=== PASSAGE GIVEN ===

Nha Fala, English title: My Voice is a 2002 internationally co-produced musical film directed by Bissau Guinean director Flora Gomes. The movie stars Fatou N'Diaye (sometimes as Ndiaye), Ángelo Torres, Jean-Christophe Dollé and Bia Gomes.

Plot
It has always been a firm conviction of the family that any woman who sings, will die. Now, while a girl is in France she becomes an international star. She realises that sooner rather than later her mother in Africa will learn that she sings. To solve this dilemma she goes back to her native village and arranges her own funeral, albeit with instantaneous rebirth. She is lying in the coffin while all invited guest form a queue and pass the coffin one by one. When she needs go to the toilet a boy will take her place. And then one of the guests says: How different she looks after having died. Is this an allusion to Bergman's movie "Now About These Women"?

=== PROVIDED ENTRIES ===

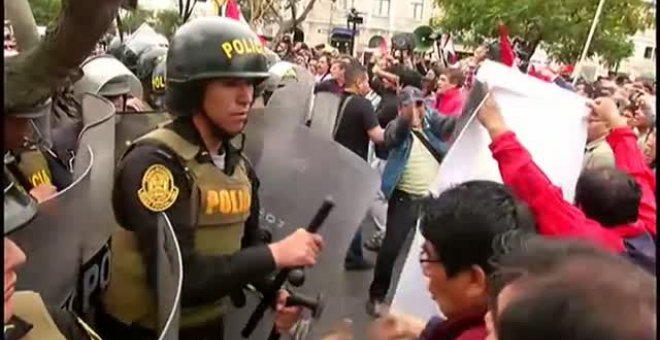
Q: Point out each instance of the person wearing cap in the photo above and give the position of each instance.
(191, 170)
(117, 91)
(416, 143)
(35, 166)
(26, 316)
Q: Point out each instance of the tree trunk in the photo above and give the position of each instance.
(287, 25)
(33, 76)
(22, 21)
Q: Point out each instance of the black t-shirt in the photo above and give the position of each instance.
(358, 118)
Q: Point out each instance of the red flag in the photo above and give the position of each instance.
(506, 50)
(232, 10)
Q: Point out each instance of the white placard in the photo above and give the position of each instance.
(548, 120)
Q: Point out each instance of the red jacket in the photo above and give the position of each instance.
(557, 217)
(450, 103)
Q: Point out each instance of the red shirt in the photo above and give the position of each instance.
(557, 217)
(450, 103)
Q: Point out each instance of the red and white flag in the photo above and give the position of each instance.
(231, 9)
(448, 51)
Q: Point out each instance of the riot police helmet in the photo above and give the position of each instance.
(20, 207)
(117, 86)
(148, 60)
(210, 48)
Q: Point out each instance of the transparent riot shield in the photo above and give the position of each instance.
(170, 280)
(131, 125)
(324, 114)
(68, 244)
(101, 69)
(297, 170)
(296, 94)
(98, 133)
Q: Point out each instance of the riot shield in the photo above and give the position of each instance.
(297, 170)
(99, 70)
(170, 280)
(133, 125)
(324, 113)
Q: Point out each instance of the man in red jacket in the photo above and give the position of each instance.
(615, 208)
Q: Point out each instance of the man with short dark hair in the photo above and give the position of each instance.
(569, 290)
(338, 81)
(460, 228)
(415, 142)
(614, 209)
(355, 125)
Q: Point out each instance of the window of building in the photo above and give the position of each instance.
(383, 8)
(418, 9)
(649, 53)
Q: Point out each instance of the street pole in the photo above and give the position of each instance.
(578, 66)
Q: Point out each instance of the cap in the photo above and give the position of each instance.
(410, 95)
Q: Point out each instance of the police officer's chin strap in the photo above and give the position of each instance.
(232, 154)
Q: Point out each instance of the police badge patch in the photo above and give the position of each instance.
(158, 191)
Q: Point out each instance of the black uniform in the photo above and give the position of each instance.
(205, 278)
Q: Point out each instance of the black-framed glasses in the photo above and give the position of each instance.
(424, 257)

===
=== PROVIDED ENTRIES ===

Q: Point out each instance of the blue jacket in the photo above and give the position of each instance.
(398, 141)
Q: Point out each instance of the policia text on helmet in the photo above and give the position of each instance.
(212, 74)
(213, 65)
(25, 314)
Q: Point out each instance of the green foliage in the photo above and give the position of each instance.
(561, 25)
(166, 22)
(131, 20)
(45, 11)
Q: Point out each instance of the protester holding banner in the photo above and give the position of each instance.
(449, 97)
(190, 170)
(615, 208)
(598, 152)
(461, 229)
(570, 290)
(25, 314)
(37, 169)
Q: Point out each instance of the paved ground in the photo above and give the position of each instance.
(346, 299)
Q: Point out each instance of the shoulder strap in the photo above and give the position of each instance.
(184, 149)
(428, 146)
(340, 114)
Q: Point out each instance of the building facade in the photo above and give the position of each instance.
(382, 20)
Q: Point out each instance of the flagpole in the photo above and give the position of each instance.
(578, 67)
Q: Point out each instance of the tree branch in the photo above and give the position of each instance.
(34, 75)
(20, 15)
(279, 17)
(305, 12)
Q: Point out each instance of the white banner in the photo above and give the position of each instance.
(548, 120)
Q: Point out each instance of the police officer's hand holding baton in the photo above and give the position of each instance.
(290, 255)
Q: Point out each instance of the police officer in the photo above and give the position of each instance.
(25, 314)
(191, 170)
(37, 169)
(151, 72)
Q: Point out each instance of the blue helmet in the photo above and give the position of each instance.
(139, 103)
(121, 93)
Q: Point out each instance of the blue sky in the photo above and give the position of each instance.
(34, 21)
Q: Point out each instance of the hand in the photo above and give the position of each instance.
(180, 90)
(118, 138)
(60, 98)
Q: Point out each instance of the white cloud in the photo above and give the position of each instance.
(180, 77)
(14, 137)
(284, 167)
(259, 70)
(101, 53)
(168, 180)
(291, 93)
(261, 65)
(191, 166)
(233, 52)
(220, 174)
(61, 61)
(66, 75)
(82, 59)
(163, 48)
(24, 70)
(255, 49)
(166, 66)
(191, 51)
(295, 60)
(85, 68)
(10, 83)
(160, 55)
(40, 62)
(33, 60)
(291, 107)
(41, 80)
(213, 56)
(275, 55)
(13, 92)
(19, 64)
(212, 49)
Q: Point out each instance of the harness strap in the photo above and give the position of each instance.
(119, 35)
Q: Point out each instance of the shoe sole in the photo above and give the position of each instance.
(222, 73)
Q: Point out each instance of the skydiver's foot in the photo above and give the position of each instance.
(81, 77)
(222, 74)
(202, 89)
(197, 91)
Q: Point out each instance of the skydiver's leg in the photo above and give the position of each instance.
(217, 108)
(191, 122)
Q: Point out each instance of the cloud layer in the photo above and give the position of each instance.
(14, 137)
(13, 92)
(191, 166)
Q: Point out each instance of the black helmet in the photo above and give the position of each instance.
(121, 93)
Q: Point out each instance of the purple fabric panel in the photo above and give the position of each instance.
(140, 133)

===
=== PROVIDED ENTRIES ===

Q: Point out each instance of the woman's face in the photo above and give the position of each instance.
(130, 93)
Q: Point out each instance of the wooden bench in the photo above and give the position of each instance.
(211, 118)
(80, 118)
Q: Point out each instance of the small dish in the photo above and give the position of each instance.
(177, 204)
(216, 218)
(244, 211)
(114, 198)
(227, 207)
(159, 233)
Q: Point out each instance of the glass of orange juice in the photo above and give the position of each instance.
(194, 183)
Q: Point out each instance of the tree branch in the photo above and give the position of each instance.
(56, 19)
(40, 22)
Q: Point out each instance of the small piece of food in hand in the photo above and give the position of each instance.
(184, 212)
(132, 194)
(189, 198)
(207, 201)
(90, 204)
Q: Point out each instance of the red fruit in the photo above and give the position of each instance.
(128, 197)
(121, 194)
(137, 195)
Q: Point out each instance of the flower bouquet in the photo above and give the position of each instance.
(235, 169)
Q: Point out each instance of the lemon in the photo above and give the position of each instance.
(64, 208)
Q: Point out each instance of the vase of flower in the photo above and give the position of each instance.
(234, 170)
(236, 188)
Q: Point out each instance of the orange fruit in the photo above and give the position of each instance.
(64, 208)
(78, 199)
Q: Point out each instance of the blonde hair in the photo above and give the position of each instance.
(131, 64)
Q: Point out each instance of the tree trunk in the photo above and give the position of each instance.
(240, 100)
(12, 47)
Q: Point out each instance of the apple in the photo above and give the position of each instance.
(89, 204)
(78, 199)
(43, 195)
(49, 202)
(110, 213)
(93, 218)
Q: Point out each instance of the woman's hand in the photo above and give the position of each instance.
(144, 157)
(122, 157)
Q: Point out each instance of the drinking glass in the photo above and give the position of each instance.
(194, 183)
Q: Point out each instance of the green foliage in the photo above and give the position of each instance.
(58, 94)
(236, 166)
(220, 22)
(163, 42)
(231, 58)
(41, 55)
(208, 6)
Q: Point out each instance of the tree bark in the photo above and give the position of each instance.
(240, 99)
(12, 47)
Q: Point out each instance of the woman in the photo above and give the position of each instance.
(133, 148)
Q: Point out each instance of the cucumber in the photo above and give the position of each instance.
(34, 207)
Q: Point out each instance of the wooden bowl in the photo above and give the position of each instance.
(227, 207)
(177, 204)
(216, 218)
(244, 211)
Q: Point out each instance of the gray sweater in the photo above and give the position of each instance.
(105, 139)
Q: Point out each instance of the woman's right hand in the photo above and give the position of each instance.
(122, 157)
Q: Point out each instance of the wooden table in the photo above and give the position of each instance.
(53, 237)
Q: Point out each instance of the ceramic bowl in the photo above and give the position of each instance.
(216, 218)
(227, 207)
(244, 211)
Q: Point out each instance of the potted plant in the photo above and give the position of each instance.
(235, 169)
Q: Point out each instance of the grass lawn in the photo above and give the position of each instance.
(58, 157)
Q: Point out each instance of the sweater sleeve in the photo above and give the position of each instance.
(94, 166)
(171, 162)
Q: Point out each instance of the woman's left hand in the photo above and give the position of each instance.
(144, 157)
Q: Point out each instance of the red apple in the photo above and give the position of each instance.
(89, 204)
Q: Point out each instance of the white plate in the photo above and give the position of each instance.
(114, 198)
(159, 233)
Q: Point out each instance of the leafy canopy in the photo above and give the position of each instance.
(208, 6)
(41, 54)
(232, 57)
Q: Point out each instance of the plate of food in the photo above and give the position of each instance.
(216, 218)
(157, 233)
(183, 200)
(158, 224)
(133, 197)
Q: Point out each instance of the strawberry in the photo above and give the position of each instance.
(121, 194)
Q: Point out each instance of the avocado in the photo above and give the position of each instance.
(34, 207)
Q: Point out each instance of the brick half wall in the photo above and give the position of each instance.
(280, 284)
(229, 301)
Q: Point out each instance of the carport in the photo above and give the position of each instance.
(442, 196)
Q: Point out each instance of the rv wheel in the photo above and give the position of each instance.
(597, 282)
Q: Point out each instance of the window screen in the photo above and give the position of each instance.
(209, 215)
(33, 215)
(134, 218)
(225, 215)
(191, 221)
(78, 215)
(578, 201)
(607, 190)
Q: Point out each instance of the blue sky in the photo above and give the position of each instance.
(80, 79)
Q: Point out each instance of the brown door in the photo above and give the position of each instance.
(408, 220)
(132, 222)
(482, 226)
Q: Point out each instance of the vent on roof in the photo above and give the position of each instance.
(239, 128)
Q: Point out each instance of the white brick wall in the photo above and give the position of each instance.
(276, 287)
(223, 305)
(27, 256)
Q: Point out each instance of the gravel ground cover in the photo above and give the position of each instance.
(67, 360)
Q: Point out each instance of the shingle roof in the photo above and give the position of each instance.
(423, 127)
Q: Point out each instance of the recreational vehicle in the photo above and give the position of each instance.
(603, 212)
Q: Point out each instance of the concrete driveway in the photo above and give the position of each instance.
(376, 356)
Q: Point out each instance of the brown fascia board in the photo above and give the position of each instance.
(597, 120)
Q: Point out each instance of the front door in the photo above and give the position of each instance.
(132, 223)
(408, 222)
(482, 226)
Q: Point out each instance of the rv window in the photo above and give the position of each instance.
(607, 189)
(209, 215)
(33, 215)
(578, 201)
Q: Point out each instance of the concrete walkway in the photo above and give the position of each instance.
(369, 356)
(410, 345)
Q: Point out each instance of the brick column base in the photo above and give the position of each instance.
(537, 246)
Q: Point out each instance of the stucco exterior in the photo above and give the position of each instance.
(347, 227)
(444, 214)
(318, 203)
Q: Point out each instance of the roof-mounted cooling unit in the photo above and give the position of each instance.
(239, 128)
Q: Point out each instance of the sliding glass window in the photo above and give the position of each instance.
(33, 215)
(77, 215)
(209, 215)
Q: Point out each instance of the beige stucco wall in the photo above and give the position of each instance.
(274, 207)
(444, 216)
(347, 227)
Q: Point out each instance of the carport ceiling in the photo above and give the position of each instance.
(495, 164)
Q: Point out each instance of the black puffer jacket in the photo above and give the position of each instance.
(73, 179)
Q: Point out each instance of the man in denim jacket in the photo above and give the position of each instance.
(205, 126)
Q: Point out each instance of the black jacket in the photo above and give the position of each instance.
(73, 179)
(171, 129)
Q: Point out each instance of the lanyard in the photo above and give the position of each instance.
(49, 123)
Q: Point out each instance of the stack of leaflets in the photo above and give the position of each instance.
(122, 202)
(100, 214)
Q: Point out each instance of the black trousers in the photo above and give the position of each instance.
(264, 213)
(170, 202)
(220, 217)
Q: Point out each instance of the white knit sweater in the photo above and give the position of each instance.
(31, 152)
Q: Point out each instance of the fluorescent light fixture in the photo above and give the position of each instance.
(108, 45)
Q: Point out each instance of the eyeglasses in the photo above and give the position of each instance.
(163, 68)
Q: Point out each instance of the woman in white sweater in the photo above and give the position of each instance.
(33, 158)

===

## TO-DO LIST:
• a. Transcribe the stretch of the passage on the film Nha Fala from "Nha Fala, English" through "and Bia Gomes.".
• b. Pull out every line of the records that contains the string "ground". Case counts.

## CORRECT ANSWERS:
• a.
Nha Fala, English title: My Voice is a 2002 internationally co-produced musical film directed by Bissau Guinean director Flora Gomes. The movie stars Fatou N'Diaye (sometimes as Ndiaye), Ángelo Torres, Jean-Christophe Dollé and Bia Gomes.

• b.
Q: Point out each instance of the paved ground in the photo above and give the position of each instance.
Q: Point out each instance of the gravel ground cover in the photo above and give the position of each instance.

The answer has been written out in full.